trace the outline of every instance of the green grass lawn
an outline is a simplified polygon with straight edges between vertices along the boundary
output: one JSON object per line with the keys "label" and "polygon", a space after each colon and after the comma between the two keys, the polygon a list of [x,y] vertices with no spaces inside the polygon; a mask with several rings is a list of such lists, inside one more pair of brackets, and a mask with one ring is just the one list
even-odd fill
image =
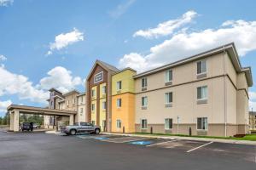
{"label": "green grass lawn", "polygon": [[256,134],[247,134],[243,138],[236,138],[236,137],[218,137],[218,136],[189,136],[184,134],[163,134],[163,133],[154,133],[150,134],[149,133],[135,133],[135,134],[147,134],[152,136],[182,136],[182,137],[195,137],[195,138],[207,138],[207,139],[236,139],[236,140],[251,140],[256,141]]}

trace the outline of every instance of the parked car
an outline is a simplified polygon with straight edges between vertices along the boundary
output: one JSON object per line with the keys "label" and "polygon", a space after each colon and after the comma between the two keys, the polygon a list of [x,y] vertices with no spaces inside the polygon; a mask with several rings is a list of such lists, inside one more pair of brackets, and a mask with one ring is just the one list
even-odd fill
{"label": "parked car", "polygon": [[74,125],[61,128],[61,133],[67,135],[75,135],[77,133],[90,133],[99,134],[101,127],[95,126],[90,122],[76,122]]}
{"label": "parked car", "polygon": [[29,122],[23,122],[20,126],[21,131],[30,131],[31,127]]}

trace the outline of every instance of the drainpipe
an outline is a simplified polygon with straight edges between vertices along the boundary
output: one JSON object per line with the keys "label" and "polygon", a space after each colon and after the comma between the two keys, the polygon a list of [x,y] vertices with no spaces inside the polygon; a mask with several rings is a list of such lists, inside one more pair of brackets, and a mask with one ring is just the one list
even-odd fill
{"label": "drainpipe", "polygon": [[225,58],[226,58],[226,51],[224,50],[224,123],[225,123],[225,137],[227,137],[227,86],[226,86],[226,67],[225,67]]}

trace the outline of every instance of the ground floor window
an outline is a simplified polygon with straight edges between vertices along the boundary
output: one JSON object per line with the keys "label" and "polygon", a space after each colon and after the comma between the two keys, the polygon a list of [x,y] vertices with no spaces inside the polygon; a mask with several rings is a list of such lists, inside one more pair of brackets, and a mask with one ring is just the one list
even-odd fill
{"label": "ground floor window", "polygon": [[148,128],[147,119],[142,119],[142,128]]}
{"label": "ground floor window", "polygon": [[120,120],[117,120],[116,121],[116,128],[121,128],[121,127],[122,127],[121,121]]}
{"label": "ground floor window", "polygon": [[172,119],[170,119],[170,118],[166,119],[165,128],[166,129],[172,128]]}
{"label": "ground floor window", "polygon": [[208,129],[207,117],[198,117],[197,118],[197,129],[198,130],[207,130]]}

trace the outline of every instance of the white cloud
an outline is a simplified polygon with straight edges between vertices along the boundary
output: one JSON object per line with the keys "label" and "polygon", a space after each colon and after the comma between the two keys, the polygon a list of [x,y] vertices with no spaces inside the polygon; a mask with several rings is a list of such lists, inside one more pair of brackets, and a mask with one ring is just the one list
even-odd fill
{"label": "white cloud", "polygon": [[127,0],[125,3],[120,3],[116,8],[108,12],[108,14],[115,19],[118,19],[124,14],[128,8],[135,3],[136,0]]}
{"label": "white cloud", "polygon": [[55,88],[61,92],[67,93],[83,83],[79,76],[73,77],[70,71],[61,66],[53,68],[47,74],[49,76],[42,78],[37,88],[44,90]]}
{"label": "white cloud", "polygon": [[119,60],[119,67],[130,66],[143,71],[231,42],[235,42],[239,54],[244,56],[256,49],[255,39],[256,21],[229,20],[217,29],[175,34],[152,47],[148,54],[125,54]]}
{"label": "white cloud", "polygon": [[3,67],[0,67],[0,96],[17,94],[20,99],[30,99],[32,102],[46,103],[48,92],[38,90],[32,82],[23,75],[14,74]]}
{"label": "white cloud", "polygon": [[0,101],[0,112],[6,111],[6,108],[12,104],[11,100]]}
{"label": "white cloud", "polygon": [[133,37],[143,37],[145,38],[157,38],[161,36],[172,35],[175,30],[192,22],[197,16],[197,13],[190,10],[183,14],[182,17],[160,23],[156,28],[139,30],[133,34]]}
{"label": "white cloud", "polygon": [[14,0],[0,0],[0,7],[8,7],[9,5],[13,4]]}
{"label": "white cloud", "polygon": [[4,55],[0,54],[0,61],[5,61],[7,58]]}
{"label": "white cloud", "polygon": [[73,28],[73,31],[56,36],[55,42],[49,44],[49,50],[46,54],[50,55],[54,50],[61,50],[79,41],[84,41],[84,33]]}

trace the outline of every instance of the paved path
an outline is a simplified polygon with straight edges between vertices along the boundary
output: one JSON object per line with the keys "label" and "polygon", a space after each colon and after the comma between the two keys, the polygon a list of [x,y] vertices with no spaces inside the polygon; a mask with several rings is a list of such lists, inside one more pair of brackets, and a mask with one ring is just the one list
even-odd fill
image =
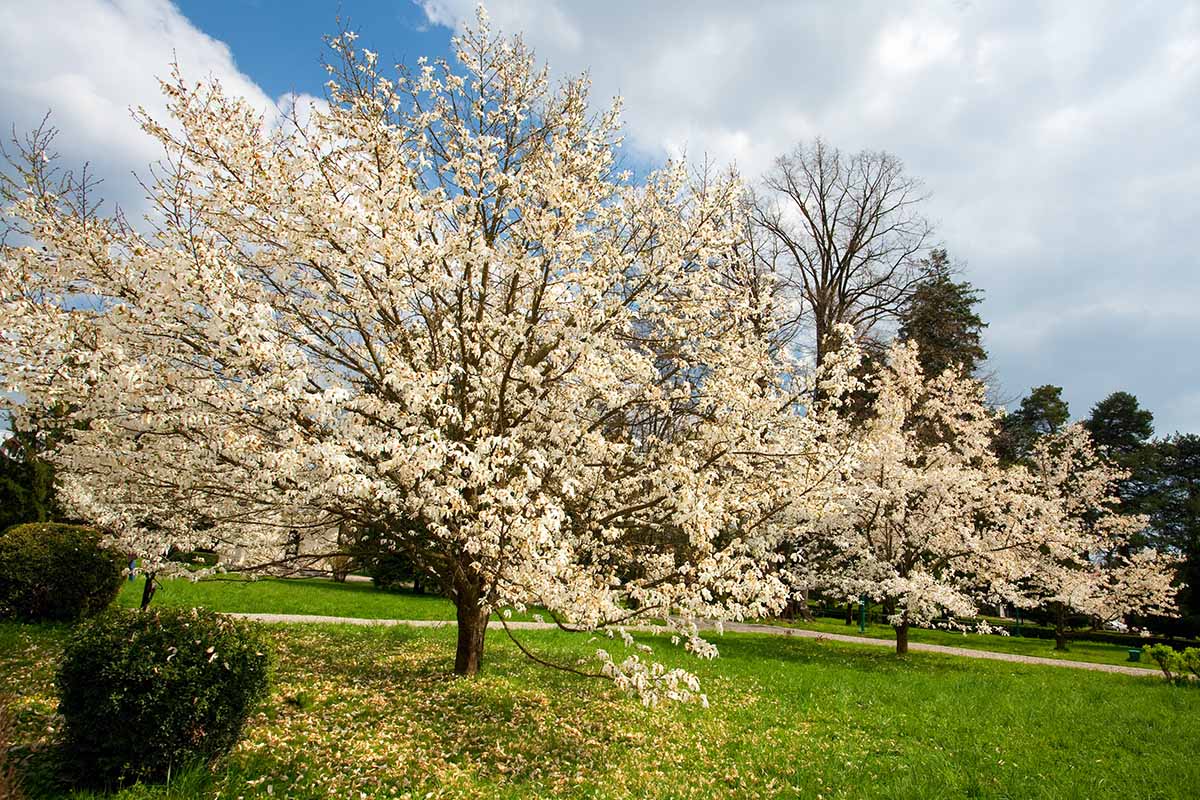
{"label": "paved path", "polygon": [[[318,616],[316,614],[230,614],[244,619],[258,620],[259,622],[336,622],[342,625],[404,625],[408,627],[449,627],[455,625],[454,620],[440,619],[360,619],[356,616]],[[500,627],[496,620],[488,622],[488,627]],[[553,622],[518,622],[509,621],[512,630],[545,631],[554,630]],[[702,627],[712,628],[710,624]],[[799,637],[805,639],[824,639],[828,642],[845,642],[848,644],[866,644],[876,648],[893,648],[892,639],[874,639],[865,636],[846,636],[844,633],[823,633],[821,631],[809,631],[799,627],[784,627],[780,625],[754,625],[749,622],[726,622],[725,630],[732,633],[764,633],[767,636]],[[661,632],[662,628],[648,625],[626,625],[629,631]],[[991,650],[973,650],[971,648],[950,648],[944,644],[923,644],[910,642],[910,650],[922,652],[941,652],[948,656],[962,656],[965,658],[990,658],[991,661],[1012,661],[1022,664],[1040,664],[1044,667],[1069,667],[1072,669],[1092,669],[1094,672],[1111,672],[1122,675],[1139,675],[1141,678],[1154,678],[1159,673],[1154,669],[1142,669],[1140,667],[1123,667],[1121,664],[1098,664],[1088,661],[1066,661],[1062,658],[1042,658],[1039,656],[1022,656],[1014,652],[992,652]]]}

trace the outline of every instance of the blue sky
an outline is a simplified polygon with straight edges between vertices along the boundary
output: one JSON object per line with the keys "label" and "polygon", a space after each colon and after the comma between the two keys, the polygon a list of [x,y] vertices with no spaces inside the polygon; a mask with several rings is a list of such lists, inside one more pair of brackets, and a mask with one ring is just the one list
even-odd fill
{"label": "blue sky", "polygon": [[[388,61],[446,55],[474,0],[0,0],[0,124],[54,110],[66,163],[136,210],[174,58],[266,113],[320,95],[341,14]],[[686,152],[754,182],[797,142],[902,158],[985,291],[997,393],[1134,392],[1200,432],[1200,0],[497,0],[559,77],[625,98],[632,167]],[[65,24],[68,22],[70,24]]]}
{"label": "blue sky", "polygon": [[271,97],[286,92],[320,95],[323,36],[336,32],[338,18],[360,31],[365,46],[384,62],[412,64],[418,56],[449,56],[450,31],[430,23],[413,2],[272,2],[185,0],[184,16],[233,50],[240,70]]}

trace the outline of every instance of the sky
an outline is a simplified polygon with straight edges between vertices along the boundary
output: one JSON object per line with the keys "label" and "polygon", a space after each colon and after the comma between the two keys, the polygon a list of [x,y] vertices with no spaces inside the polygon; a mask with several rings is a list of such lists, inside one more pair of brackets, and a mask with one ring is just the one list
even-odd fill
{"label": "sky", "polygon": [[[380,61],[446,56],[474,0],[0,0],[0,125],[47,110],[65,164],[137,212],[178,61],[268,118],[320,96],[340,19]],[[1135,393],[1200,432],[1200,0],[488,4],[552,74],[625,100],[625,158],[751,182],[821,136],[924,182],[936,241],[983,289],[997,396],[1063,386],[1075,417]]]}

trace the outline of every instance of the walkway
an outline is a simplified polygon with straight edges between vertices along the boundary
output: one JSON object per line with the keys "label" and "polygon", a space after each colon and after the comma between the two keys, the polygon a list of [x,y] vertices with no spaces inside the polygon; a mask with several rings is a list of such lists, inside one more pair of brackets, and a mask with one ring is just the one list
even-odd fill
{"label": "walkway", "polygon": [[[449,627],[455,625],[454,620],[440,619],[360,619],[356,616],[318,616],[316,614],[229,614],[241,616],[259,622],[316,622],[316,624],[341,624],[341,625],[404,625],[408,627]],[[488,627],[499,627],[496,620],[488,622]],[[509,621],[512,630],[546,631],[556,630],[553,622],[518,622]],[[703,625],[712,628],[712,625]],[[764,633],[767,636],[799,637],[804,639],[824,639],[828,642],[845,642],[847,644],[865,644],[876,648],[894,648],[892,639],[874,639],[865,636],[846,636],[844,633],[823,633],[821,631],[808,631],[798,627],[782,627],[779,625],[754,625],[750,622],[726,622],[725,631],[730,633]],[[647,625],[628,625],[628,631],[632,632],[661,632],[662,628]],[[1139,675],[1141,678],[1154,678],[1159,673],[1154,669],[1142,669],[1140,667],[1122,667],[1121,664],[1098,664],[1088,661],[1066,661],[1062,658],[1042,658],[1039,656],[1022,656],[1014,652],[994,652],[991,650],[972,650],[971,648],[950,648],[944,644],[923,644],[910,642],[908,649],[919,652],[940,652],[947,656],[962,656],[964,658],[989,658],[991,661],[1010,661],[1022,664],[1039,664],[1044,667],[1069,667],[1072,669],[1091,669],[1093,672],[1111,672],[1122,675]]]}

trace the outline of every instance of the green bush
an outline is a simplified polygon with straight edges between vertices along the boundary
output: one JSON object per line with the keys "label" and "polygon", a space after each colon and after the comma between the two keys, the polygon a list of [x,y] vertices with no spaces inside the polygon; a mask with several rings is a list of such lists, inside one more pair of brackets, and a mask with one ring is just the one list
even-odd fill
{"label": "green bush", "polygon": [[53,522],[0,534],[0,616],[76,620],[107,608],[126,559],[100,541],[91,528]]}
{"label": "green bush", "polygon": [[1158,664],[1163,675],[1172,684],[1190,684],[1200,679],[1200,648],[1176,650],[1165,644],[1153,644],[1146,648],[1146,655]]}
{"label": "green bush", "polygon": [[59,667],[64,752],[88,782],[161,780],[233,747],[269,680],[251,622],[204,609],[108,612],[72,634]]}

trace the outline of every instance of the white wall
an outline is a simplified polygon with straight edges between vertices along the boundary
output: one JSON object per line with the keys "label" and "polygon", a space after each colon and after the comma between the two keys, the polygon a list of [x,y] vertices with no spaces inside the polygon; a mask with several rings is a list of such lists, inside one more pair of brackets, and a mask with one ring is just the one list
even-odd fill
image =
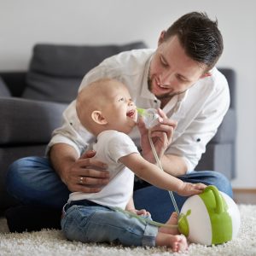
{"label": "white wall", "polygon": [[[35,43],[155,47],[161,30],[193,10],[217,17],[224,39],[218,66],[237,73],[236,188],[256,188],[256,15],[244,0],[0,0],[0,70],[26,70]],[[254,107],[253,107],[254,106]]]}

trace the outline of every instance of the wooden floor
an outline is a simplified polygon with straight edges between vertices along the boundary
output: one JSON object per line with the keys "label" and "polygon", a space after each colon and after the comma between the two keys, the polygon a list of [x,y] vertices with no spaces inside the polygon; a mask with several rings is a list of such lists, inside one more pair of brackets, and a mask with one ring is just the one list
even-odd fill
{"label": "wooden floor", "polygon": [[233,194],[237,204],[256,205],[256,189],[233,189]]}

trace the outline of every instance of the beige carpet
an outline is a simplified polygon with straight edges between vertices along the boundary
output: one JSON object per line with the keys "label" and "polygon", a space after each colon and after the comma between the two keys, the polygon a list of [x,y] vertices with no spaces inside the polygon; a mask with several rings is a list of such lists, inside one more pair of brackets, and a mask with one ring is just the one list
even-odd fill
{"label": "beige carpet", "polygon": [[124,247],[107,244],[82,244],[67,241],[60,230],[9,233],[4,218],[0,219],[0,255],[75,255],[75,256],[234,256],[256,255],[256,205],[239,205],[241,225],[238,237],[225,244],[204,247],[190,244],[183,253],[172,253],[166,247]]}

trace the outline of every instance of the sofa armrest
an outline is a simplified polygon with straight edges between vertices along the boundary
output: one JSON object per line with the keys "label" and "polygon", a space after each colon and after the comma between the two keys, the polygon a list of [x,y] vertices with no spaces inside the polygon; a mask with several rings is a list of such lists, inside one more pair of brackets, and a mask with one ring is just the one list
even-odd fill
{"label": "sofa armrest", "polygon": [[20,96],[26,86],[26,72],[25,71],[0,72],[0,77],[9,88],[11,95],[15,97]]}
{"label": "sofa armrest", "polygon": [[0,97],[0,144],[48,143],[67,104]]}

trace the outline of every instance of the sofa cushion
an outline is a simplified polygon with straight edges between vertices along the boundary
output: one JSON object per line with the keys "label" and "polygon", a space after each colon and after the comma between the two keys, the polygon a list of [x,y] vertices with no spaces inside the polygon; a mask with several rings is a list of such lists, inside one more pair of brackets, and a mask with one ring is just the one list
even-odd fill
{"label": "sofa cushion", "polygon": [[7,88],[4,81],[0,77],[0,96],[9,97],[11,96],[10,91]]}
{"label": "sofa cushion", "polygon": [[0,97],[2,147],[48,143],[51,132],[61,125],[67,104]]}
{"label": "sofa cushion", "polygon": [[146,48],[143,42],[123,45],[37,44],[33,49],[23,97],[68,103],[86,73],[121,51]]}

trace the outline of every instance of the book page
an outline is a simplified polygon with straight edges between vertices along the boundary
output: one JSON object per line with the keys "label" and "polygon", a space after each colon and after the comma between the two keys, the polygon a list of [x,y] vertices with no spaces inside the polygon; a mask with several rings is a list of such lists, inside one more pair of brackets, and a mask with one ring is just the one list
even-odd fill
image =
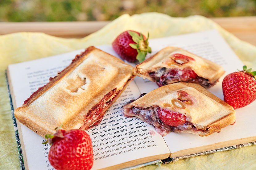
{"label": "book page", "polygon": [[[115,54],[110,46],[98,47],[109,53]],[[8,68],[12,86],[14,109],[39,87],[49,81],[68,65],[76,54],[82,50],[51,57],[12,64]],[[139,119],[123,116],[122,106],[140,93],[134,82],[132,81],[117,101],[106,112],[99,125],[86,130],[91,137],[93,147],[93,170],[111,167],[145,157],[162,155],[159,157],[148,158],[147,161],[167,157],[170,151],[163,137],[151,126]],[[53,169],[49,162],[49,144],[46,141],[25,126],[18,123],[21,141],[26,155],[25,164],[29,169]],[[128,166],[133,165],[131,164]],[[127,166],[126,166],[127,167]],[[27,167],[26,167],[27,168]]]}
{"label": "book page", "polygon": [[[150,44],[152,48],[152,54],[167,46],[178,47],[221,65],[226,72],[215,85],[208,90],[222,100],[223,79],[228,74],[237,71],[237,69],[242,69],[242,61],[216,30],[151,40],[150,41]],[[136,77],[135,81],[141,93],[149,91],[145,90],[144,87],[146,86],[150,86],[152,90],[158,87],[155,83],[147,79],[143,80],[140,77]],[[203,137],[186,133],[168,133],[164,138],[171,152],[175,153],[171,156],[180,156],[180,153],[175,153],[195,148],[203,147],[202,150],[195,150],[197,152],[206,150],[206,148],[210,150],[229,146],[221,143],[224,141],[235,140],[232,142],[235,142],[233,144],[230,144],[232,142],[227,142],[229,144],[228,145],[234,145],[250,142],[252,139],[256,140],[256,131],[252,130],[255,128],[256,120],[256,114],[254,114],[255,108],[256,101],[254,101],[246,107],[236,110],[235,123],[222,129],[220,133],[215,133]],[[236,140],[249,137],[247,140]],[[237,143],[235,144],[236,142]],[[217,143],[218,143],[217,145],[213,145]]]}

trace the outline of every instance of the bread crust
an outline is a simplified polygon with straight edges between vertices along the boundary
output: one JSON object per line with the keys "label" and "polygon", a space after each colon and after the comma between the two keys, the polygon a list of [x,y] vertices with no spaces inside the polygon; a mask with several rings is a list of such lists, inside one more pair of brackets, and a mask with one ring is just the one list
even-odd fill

------------------------------------------------------------

What you should do – Can you convert the material into a Markdown table with the columns Row and Line, starting at the line that has "trace the outline of every instance of the bread" and stopping after the last line of the material? Include both ends and skip blank lines.

Correct answer –
| Row | Line |
|---|---|
| 1 | trace the outline of every instance of the bread crust |
| 2 | an outline is a simplified polygon with straight edges between vertices along the boundary |
| 3 | output: one JSON object per line with the keys "label" and "polygon", a space after each colon and after the comma between the two keys, the polygon a list of [x,y] vertices with no spaces inside the polygon; a mask with several rings is a list of such lists, inside one more pair of brackets, and a mask with one ring is just the one list |
| 4 | even-odd fill |